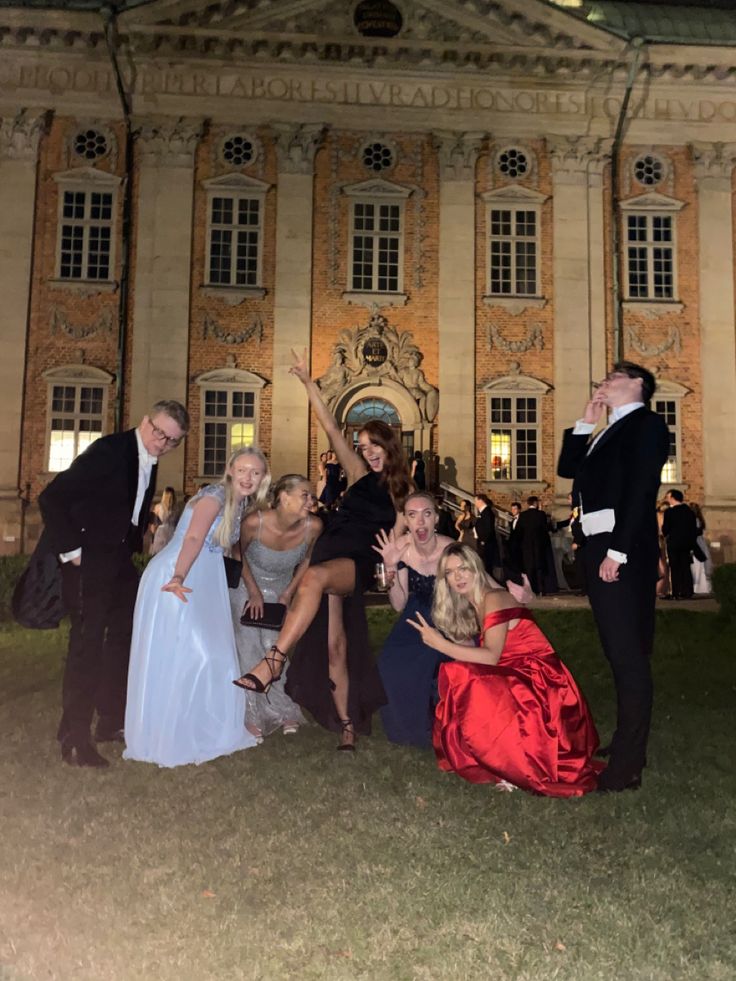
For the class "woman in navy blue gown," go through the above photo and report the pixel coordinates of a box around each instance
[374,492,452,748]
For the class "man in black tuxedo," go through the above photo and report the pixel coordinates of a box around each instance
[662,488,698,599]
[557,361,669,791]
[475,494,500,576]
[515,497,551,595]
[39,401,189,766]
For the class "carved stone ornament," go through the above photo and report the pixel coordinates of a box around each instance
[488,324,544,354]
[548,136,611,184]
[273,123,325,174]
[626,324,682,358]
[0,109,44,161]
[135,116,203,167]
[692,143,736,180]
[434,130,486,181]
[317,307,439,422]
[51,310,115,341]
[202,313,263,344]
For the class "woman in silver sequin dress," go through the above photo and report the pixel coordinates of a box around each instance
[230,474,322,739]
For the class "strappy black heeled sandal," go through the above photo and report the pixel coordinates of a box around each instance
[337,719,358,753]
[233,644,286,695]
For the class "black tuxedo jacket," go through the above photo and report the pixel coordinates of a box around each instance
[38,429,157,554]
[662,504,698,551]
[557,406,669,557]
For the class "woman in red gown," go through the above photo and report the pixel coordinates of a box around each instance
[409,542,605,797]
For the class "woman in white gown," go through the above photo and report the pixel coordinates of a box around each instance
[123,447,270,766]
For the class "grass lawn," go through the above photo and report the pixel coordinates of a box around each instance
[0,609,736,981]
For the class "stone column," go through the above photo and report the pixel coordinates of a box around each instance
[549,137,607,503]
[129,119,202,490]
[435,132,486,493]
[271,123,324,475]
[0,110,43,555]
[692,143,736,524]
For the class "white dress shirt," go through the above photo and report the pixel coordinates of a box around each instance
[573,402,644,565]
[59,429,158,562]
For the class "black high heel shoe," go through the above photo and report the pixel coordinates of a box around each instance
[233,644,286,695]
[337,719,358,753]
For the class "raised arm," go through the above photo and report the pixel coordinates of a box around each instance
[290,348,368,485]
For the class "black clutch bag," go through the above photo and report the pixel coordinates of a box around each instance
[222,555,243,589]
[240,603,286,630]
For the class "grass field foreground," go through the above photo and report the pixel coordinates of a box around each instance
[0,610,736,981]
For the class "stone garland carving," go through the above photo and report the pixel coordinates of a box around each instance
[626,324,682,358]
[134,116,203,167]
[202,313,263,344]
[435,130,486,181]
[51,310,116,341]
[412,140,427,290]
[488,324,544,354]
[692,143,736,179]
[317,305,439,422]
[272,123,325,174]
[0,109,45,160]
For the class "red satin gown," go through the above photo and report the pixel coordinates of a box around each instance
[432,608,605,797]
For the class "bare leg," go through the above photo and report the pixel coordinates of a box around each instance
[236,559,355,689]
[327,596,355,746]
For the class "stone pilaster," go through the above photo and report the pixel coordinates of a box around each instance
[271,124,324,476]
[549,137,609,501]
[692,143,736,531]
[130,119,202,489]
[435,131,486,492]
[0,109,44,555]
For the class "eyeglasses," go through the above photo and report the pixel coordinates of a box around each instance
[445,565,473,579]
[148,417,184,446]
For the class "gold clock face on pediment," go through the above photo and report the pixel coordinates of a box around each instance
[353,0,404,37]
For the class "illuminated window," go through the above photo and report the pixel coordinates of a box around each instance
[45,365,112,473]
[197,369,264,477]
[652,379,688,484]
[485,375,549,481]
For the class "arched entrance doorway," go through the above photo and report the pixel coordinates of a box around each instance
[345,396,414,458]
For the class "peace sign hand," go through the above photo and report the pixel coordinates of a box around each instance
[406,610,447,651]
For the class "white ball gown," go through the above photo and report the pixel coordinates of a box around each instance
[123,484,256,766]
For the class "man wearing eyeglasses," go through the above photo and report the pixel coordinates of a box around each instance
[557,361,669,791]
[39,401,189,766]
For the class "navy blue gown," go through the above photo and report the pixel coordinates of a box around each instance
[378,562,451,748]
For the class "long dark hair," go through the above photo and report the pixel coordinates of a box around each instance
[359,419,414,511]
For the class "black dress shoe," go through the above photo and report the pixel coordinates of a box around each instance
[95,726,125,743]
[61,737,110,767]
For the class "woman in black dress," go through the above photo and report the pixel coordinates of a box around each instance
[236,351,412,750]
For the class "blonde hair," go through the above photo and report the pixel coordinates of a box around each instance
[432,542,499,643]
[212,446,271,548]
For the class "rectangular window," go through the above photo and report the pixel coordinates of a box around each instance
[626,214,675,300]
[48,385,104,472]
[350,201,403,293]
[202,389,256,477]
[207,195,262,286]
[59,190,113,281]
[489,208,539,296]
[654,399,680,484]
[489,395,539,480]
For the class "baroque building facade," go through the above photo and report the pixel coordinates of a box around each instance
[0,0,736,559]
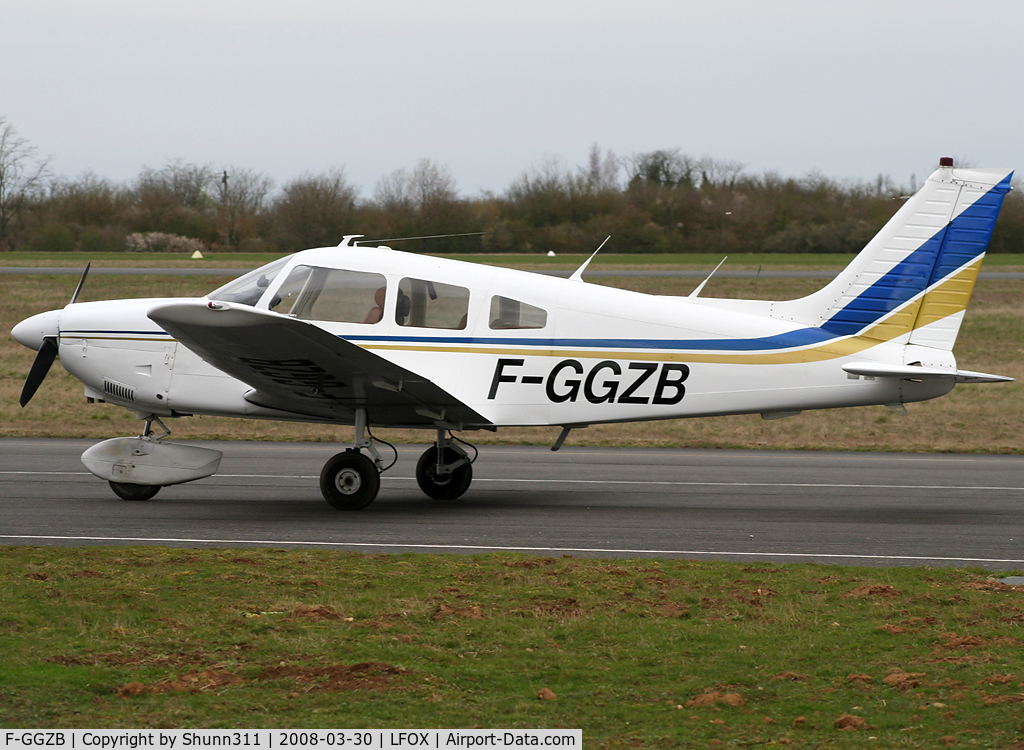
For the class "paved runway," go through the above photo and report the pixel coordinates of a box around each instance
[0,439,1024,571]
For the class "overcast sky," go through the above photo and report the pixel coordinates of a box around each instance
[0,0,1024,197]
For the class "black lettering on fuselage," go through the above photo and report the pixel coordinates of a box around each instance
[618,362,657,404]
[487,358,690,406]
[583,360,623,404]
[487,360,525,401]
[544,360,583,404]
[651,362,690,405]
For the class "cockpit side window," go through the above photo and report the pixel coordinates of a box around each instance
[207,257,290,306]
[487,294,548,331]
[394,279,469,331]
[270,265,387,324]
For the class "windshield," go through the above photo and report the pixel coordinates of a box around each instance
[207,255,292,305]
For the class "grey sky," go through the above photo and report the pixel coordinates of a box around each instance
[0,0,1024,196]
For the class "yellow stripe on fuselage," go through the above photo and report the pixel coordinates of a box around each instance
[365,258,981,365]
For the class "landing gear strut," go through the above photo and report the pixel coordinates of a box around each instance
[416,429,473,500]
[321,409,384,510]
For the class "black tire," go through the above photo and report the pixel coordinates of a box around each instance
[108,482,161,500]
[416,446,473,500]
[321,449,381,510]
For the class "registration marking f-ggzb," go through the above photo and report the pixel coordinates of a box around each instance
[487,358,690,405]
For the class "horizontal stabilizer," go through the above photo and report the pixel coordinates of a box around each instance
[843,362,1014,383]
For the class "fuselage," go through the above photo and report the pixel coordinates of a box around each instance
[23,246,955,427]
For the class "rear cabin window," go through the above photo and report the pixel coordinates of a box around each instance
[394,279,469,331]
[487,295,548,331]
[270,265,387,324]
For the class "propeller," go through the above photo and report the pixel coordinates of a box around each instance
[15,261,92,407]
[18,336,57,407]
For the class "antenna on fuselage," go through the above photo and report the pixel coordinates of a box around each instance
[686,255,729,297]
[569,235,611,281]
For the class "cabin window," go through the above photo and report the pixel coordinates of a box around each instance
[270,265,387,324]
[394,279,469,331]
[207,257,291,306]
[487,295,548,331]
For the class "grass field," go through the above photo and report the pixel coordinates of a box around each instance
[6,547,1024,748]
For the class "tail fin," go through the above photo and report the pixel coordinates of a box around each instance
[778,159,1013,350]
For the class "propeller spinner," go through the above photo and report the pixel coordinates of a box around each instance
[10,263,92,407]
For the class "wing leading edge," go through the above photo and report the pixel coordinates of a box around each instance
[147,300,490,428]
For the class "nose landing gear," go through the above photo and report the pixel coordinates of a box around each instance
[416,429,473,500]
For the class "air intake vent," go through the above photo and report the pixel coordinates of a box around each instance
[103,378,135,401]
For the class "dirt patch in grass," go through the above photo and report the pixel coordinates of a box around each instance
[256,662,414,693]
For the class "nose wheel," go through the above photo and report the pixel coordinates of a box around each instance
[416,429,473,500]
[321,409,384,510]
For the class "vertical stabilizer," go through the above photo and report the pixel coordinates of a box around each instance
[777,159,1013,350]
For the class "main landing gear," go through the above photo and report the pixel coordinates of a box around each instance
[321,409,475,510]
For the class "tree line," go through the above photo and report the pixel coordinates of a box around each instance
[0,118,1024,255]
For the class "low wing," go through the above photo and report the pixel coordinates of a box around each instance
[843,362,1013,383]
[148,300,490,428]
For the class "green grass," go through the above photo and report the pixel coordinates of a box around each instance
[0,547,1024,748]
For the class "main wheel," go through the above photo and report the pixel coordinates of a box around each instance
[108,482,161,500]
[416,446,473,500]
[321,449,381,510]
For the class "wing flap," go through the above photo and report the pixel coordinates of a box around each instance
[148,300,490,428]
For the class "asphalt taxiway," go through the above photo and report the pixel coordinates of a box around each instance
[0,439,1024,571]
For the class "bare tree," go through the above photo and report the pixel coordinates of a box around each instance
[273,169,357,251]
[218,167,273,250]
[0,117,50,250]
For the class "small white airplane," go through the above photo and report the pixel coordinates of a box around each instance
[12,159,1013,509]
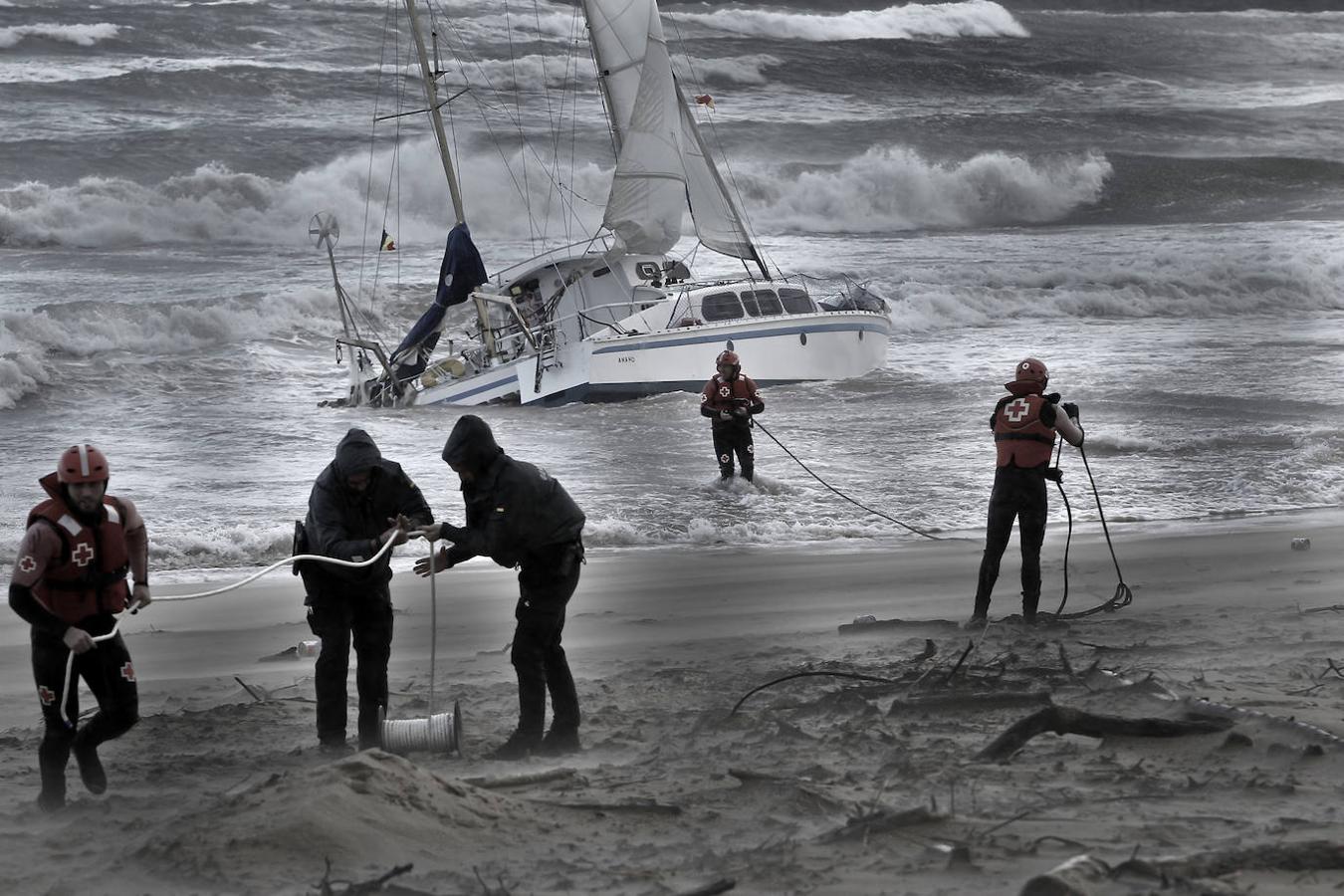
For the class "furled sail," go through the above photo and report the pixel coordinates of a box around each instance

**Task instructions:**
Render the records as a numbered list, beginning with the first line of the records and ending after the line that contains "[0,609,736,981]". Leave out blank lines and pictures.

**Task solution:**
1. For the class "woman in navy blue gown," go through the above photo and report the pixel coordinates of a box around each instance
2. [374,492,452,748]
3. For the class "man in black tuxedo," go through the above photo and report the pixel coordinates of a box around each instance
4. [662,488,698,599]
5. [557,361,669,791]
6. [475,494,500,576]
7. [515,497,551,595]
8. [39,401,189,766]
9. For the class "carved stone ornament," go through the above photo and report the pixel coordinates of a box around each instance
10. [488,324,544,354]
11. [548,136,611,184]
12. [273,123,325,174]
13. [626,324,682,358]
14. [0,109,44,161]
15. [135,116,203,167]
16. [692,143,736,180]
17. [434,130,486,181]
18. [317,307,439,422]
19. [51,310,115,341]
20. [202,313,263,344]
21. For the class "woman in silver sequin dress," go through the above photo and report the pixel coordinates of a box around each instance
22. [230,474,322,739]
23. For the class "strappy black heeled sandal," go through the above photo and report the pixel coordinates of a box around each instance
24. [337,719,358,753]
25. [233,644,286,695]
26. For the class "black tuxedo jacket," go through the above photo and report the pixel coordinates of a box around each instance
27. [38,429,157,554]
28. [662,504,698,551]
29. [557,406,669,557]
30. For the class "woman in red gown," go through the above photo and report the pixel coordinates of a box around each instance
31. [409,542,605,797]
32. For the class "woman in white gown," go through the above photo and report the pixel coordinates of a box around each instance
33. [123,447,270,766]
34. For the class "grass lawn," go through the above photo and report the pixel coordinates of a box around each instance
35. [0,609,736,981]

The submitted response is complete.